| ÉNONCÉ |
Répondez à ces questions sur la lettre :
(a) Combien de fois par jour les malades de la salle sont-ils examinés ?
(b) Pendant combien de jours complets le régime au lait a-t-il duré ?
(c) Quels jours le retour au peloton est-il espéré ?

| EXTRAIT DE PAGE |
● ● ● ●

Depuis je suis dans une grande salle pleine de malades, , couché dans mon grand lit qu’il m’est défendu de quitter, et 2 fois par jour nous sommes minutieusement examinés pour voir si nous n’avons aucun symptôme ; car quelques cataplasmes et des gargarismes eurent vite raison de ma toux et de mon mal de gorge.

Pour bien vous montrer que je n’étais pas sérieusement malade, je vous dirai que je n’ai pas cessé d’être affamé, aussi cela m’a été dur de rester 3 jours complets au lait. Hier seulement après avoir reconnu si nous avions de l’albumine, nous avons été autorisés à commencer à manger mais nous n’étions que 2 dans ce cas ; et aujourd’hui je mange complètement, vous devinez avec quel plaisir. D’ailleurs je n’ai jamais eu de fièvre et dépassé 37°. Aussi je vois avec plaisir ma délivrance approcher car le temps me dure de rester si longtemps au lit dans un pareil milieu. Je ne me serais jamais imaginé si triste la vie d’hôpital. Jugez de la gaieté de la situation quand la 2ème nuit que nous étions là, il mourût dans la salle un vieillard et celui ci resta sur son lit une journée avant d’être emporté. Enfin je m’étais résigné et fait une raison car, de cette façon, si j’avais eu quelque chose j’aurais au moins été sûr de l’avoir pris à temps. Également si je ne vous ai pas écrit plus tôt, c’était à fin de ne pas vous alarmer et je voulais être absolument certain avant de vous mettre au courant.

Demain j’espère me lever pour rejoindre le peloton samedi ou dimanche, mais je ne puis rien affirmer car le major ne se presse pas étant donné que les cours sont suspendus.

● ● ● ●

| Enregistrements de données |
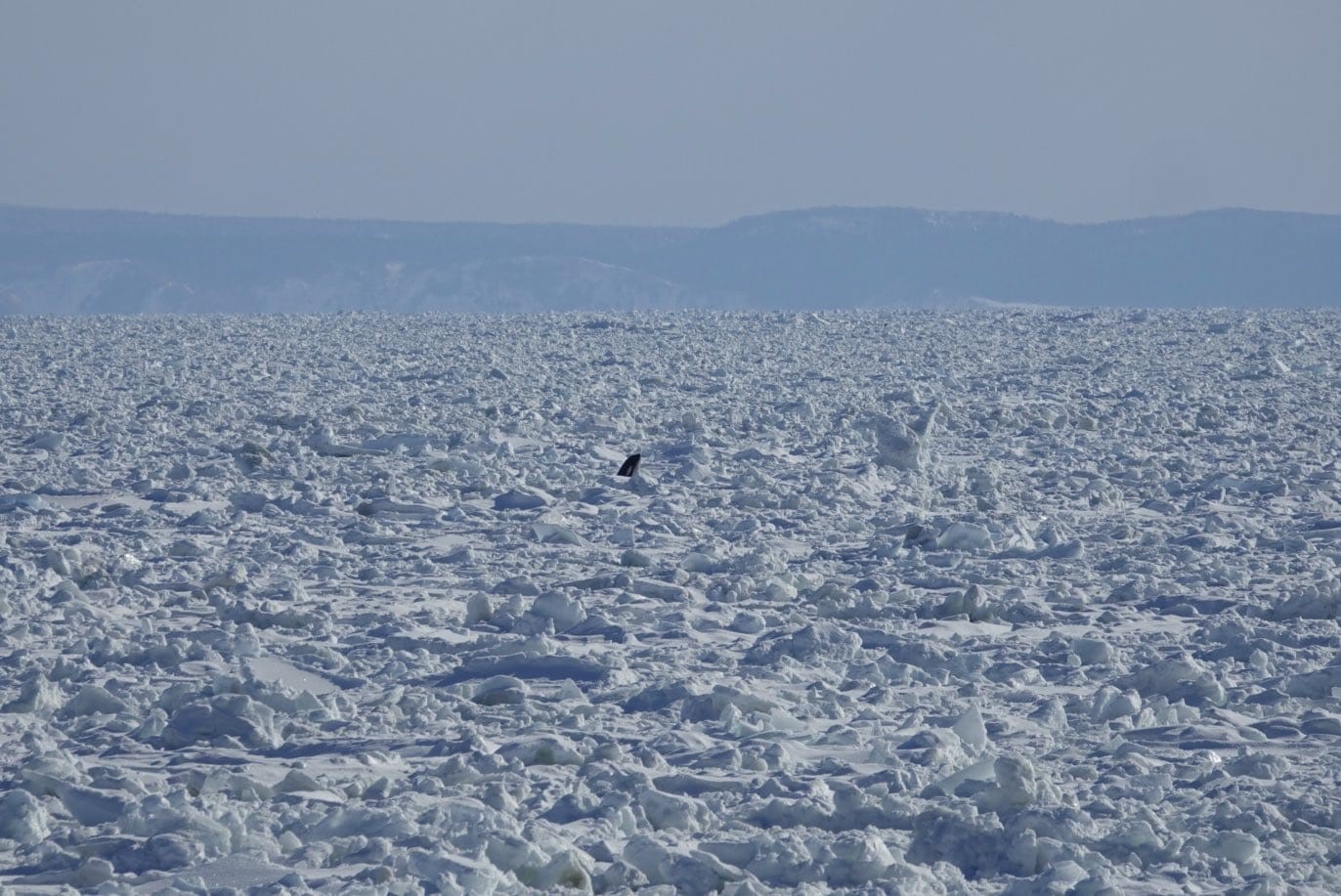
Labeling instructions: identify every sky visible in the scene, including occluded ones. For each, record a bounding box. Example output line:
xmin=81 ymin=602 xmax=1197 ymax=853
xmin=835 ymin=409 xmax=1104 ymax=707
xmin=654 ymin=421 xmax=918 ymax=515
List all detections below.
xmin=0 ymin=0 xmax=1341 ymax=226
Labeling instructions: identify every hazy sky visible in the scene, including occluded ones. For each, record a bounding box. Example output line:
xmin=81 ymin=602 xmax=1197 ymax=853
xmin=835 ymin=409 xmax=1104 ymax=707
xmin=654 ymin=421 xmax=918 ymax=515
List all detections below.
xmin=0 ymin=0 xmax=1341 ymax=224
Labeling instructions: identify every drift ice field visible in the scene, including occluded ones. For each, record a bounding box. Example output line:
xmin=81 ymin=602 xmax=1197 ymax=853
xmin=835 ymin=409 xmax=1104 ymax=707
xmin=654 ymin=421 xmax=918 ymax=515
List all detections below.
xmin=0 ymin=310 xmax=1341 ymax=893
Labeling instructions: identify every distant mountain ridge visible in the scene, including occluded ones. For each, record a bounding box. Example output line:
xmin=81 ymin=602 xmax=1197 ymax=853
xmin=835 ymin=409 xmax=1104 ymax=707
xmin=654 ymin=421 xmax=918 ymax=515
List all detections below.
xmin=0 ymin=205 xmax=1341 ymax=314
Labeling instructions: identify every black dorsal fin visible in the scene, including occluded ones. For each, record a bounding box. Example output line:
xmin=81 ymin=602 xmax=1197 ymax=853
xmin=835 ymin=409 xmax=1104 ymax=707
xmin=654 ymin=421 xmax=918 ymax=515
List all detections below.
xmin=618 ymin=454 xmax=642 ymax=476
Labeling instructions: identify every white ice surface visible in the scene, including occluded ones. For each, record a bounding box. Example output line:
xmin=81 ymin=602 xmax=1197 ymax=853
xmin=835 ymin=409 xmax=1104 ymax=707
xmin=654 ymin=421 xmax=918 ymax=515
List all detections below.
xmin=0 ymin=310 xmax=1341 ymax=893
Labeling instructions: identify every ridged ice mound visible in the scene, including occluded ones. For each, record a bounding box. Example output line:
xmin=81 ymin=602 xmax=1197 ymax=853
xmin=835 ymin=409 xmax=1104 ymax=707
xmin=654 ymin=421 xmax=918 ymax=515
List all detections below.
xmin=0 ymin=311 xmax=1341 ymax=893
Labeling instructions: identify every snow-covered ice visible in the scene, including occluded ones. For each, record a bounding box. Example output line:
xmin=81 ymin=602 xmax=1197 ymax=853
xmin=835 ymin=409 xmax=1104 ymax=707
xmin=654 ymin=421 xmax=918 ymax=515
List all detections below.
xmin=0 ymin=310 xmax=1341 ymax=893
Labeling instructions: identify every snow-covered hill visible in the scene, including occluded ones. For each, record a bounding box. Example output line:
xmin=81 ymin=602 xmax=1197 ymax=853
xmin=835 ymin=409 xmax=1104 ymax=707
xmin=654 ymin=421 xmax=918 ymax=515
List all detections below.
xmin=0 ymin=206 xmax=1341 ymax=314
xmin=0 ymin=310 xmax=1341 ymax=895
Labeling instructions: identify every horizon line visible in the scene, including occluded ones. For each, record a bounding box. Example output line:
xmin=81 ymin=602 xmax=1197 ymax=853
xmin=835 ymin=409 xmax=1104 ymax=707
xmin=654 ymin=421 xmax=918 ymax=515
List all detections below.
xmin=0 ymin=201 xmax=1341 ymax=231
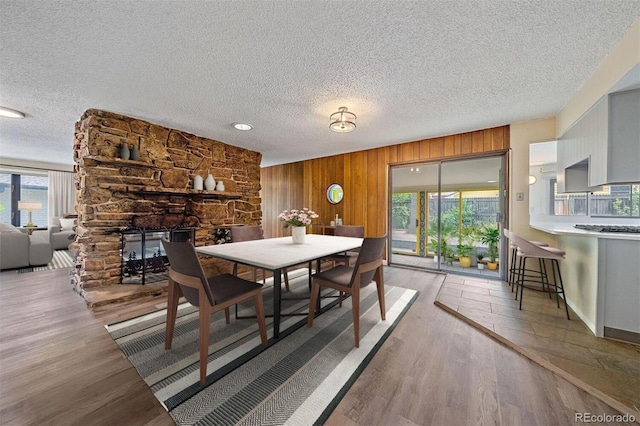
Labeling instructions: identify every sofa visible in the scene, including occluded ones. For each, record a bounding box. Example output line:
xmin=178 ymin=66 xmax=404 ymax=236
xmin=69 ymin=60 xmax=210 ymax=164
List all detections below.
xmin=49 ymin=217 xmax=76 ymax=250
xmin=0 ymin=223 xmax=53 ymax=270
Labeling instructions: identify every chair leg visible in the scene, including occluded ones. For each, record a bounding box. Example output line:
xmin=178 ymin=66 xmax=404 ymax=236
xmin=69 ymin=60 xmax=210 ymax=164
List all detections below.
xmin=200 ymin=306 xmax=211 ymax=385
xmin=307 ymin=280 xmax=320 ymax=327
xmin=282 ymin=268 xmax=289 ymax=291
xmin=164 ymin=278 xmax=180 ymax=349
xmin=551 ymin=259 xmax=571 ymax=320
xmin=516 ymin=257 xmax=527 ymax=310
xmin=351 ymin=282 xmax=360 ymax=348
xmin=253 ymin=294 xmax=269 ymax=346
xmin=373 ymin=266 xmax=387 ymax=321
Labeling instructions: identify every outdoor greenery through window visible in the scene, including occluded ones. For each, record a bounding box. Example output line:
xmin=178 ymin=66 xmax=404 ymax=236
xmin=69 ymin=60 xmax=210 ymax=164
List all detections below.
xmin=391 ymin=190 xmax=500 ymax=254
xmin=589 ymin=183 xmax=640 ymax=217
xmin=0 ymin=173 xmax=49 ymax=227
xmin=551 ymin=179 xmax=640 ymax=218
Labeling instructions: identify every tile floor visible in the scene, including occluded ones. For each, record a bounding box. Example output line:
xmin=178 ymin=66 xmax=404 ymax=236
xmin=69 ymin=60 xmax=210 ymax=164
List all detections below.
xmin=435 ymin=274 xmax=640 ymax=418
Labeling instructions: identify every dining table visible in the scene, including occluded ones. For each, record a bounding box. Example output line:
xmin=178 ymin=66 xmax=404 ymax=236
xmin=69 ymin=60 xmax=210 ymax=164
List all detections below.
xmin=196 ymin=234 xmax=364 ymax=339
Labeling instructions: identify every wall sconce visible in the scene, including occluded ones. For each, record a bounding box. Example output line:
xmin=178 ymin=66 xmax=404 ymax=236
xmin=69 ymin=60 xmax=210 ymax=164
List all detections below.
xmin=18 ymin=201 xmax=42 ymax=227
xmin=329 ymin=107 xmax=356 ymax=133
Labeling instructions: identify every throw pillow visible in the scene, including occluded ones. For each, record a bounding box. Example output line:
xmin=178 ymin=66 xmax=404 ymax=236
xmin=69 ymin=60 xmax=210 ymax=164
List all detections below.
xmin=59 ymin=218 xmax=76 ymax=231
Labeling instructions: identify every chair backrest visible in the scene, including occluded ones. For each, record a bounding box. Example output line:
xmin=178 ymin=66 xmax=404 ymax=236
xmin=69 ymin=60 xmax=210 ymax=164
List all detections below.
xmin=349 ymin=235 xmax=387 ymax=287
xmin=510 ymin=232 xmax=564 ymax=259
xmin=230 ymin=225 xmax=264 ymax=243
xmin=162 ymin=238 xmax=215 ymax=306
xmin=333 ymin=225 xmax=364 ymax=238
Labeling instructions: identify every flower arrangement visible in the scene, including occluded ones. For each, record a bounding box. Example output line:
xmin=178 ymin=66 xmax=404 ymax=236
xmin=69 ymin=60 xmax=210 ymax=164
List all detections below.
xmin=278 ymin=207 xmax=320 ymax=228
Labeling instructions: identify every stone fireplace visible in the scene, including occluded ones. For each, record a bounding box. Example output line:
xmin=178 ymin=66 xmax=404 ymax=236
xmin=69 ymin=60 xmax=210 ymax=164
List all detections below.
xmin=72 ymin=110 xmax=262 ymax=300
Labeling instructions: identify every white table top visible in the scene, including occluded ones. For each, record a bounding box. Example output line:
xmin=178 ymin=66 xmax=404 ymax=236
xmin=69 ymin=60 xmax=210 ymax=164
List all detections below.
xmin=529 ymin=222 xmax=640 ymax=241
xmin=196 ymin=234 xmax=364 ymax=270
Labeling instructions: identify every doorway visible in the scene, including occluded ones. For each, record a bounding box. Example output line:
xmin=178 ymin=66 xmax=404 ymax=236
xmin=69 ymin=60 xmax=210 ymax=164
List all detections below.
xmin=389 ymin=155 xmax=506 ymax=279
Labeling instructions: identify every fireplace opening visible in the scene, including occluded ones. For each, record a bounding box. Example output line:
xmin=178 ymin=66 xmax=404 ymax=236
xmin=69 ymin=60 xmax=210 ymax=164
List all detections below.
xmin=120 ymin=228 xmax=195 ymax=285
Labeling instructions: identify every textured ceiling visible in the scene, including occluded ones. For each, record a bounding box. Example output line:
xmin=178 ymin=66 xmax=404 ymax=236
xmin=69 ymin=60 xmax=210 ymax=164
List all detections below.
xmin=0 ymin=0 xmax=640 ymax=166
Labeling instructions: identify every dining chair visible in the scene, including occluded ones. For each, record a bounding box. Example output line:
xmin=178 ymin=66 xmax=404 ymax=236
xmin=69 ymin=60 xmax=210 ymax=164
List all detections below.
xmin=230 ymin=225 xmax=289 ymax=291
xmin=322 ymin=225 xmax=364 ymax=267
xmin=162 ymin=239 xmax=268 ymax=385
xmin=307 ymin=236 xmax=386 ymax=348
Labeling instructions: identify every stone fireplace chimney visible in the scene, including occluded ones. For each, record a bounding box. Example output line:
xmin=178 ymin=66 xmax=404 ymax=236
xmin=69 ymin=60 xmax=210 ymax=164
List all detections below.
xmin=73 ymin=109 xmax=262 ymax=300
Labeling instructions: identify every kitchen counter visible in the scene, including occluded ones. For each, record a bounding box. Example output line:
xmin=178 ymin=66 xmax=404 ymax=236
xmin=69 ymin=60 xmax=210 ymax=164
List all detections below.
xmin=530 ymin=222 xmax=640 ymax=344
xmin=529 ymin=222 xmax=640 ymax=241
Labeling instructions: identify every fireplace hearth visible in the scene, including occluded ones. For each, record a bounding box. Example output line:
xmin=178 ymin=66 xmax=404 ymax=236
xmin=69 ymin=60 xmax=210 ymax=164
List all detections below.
xmin=120 ymin=228 xmax=195 ymax=285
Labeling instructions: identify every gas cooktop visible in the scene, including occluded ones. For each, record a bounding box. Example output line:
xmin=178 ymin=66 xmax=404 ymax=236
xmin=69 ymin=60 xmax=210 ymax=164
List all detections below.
xmin=574 ymin=224 xmax=640 ymax=234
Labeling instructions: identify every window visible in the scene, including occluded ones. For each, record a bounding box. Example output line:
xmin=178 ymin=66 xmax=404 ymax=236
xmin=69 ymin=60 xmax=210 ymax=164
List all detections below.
xmin=549 ymin=179 xmax=587 ymax=216
xmin=589 ymin=183 xmax=640 ymax=217
xmin=0 ymin=173 xmax=49 ymax=227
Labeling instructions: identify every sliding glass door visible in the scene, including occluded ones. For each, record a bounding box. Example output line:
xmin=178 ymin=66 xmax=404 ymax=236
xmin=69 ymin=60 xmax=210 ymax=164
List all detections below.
xmin=389 ymin=156 xmax=505 ymax=278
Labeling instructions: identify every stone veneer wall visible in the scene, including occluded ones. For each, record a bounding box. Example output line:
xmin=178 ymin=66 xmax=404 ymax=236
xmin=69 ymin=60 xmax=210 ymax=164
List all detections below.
xmin=73 ymin=109 xmax=262 ymax=293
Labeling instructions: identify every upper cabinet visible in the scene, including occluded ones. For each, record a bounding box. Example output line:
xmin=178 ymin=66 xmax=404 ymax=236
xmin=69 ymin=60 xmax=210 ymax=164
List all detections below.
xmin=601 ymin=89 xmax=640 ymax=183
xmin=557 ymin=89 xmax=640 ymax=192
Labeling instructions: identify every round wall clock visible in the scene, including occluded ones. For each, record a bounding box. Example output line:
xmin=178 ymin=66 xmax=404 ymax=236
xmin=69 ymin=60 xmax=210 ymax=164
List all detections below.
xmin=327 ymin=183 xmax=344 ymax=204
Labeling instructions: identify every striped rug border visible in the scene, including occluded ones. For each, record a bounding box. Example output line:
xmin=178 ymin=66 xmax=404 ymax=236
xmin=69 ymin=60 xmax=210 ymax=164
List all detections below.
xmin=105 ymin=274 xmax=418 ymax=424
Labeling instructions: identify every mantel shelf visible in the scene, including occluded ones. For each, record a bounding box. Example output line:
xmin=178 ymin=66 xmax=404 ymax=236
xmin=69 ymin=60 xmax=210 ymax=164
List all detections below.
xmin=84 ymin=155 xmax=151 ymax=168
xmin=98 ymin=183 xmax=242 ymax=200
xmin=130 ymin=188 xmax=242 ymax=200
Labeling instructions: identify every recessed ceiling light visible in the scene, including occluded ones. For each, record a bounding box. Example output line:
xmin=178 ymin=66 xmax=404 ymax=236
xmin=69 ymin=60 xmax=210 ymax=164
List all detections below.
xmin=232 ymin=123 xmax=253 ymax=130
xmin=0 ymin=107 xmax=24 ymax=118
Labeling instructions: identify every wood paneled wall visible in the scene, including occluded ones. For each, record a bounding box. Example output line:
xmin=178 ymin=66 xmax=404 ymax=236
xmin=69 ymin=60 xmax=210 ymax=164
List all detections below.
xmin=260 ymin=126 xmax=509 ymax=238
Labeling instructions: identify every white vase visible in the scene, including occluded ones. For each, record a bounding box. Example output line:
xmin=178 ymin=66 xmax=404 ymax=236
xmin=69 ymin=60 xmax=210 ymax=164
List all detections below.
xmin=291 ymin=226 xmax=307 ymax=244
xmin=193 ymin=175 xmax=202 ymax=191
xmin=204 ymin=173 xmax=216 ymax=191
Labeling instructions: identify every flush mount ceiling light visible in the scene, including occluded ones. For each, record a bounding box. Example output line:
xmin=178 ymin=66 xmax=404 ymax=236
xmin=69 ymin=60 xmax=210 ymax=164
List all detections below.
xmin=232 ymin=123 xmax=253 ymax=130
xmin=0 ymin=107 xmax=24 ymax=118
xmin=329 ymin=107 xmax=356 ymax=133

● ● ● ●

| RÉPONSE |
(a) Deux fois par jour.
(b) Trois jours complets.
(c) Samedi ou dimanche.